▶ **PROBLEM STATEMENT**:
Scale the answer coordinates in the lines below by 2, rounding to whole numbers with halves going up, and write those lines out again with their requests. Begin at the line that has "Tag every instance of the reflection of mountain" and continue through the last line.

▶ **ENTRIES SHOWN**:

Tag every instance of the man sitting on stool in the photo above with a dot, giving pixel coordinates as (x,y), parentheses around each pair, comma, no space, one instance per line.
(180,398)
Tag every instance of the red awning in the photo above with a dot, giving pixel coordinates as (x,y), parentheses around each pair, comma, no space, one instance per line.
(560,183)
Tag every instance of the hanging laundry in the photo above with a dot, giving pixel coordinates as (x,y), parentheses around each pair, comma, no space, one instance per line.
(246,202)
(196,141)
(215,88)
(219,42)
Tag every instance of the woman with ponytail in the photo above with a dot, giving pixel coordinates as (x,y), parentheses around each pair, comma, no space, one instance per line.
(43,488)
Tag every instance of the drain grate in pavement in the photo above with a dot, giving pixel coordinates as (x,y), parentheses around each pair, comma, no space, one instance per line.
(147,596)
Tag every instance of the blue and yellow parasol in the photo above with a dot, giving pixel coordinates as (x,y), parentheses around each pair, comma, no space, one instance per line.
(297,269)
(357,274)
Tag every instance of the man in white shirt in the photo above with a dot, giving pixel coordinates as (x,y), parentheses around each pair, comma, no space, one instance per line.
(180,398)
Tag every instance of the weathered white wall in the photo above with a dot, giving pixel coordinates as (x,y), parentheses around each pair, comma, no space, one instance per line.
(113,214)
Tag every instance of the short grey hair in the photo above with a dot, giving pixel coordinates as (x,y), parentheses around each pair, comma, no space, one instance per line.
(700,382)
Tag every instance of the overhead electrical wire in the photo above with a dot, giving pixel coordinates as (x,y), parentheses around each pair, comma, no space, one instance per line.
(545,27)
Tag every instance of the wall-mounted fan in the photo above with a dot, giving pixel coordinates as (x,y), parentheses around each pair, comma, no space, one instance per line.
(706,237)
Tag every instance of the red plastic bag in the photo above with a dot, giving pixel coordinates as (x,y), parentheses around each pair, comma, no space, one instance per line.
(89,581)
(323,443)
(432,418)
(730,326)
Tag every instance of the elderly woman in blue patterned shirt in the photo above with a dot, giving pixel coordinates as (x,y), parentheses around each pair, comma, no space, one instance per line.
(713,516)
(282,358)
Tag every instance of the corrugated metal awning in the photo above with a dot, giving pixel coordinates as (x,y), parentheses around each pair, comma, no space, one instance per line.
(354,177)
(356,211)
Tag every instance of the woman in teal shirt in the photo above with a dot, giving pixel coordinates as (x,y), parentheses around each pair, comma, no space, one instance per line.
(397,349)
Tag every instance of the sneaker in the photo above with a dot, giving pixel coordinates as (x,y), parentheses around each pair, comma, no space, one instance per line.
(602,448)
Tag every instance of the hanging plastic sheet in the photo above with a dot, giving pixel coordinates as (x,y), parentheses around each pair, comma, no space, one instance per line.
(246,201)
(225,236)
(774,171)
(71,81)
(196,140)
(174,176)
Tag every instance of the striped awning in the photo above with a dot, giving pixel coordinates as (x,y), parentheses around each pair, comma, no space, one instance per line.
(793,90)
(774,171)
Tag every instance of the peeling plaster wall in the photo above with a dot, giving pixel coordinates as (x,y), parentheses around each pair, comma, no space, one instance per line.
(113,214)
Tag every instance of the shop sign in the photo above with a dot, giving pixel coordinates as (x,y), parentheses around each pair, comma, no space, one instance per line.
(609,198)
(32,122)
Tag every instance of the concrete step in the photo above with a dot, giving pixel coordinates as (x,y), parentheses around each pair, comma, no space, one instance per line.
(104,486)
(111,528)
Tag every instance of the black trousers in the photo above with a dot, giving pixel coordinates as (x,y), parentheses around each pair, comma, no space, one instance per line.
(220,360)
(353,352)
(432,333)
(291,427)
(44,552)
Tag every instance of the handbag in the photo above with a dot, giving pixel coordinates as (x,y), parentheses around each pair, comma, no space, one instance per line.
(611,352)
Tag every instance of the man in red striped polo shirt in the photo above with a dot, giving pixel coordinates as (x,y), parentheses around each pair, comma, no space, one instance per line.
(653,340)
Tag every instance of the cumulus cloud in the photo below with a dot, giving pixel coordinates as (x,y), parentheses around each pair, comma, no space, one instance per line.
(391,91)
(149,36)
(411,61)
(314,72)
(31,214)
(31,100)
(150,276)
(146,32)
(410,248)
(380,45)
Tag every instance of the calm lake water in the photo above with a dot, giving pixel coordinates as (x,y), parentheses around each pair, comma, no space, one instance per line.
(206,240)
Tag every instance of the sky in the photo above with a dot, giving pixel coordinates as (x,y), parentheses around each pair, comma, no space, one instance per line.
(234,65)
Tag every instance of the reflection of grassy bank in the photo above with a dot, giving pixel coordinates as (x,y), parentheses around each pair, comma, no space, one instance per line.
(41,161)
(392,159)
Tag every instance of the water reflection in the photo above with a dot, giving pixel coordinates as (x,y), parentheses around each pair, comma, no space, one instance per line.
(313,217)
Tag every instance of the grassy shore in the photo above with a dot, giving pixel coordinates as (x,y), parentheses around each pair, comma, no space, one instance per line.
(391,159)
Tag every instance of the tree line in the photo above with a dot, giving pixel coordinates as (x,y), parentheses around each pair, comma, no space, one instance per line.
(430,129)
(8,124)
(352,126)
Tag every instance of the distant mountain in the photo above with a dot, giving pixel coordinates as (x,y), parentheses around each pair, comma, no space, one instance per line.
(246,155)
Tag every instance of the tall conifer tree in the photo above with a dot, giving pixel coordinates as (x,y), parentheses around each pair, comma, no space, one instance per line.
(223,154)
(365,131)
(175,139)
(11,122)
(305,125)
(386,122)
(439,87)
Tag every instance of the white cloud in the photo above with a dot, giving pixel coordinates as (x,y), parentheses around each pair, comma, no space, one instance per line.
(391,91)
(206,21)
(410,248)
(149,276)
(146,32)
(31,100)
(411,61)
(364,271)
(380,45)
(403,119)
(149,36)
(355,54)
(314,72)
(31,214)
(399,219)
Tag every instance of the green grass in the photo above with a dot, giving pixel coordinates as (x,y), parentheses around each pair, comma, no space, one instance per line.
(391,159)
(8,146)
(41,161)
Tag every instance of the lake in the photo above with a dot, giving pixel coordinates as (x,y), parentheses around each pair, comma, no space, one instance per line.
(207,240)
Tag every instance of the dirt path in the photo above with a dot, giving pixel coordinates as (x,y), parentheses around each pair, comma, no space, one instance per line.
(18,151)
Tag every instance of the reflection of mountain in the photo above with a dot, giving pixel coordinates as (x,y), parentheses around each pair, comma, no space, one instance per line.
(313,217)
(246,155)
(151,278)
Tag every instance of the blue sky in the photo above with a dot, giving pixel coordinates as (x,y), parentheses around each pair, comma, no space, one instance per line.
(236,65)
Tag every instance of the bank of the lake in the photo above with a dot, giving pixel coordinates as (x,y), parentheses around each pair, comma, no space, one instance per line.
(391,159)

▶ **PROBLEM SOLUTION**:
Tag every instance of the reflection of mountain in the photo above with a dot, giving pixel coordinates as (x,y), parentheses around each pair, comma, no space, one instance per line.
(626,434)
(492,310)
(302,556)
Tag every instance of the blue sky in the photo above with a dot, giving pixel coordinates as (x,y), parentheses around each pair, comma, no space, one instance per line.
(472,130)
Tag every instance of the bank of the lake in the photo above with a dot, giving pixel coordinates as (x,y), parentheses around each pair, comma, no space, one instance per line.
(782,318)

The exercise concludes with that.